EXERCISE DESCRIPTION
Omit the images and return the remaining entries unchanged.
[[ DATA SECTION open ]]
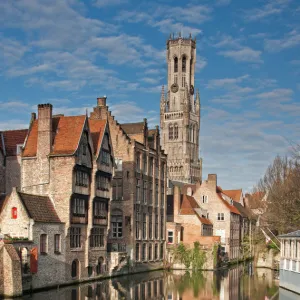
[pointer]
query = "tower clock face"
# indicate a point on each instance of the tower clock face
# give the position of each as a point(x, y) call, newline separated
point(174, 88)
point(192, 90)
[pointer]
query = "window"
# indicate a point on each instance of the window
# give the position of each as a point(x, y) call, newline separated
point(162, 194)
point(138, 190)
point(175, 131)
point(183, 81)
point(97, 237)
point(100, 209)
point(144, 252)
point(43, 243)
point(74, 268)
point(156, 227)
point(170, 132)
point(137, 222)
point(220, 216)
point(145, 164)
point(162, 227)
point(184, 64)
point(156, 194)
point(57, 243)
point(75, 237)
point(144, 226)
point(150, 252)
point(82, 179)
point(175, 64)
point(105, 158)
point(145, 192)
point(117, 189)
point(117, 224)
point(161, 251)
point(14, 213)
point(138, 162)
point(150, 225)
point(170, 237)
point(78, 206)
point(103, 183)
point(137, 252)
point(151, 167)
[[ DATA SECTION closed ]]
EXERCISE RESULT
[pointer]
query = "tower clock face"
# indicate a point on each instance of the tower clock face
# give the position of each as a point(x, y) call, newline separated
point(174, 88)
point(192, 90)
[pointer]
query = "window"
# indicate a point on each instance of the window
# give the position of each as a point(x, y) call, newline separated
point(162, 194)
point(138, 190)
point(175, 131)
point(183, 81)
point(97, 237)
point(100, 209)
point(144, 252)
point(43, 243)
point(74, 268)
point(156, 227)
point(170, 132)
point(137, 222)
point(220, 216)
point(145, 164)
point(162, 227)
point(184, 64)
point(156, 194)
point(57, 243)
point(75, 237)
point(144, 226)
point(150, 252)
point(82, 179)
point(175, 64)
point(105, 158)
point(145, 192)
point(117, 189)
point(117, 224)
point(161, 251)
point(14, 213)
point(138, 162)
point(150, 225)
point(170, 237)
point(78, 206)
point(103, 183)
point(137, 252)
point(151, 167)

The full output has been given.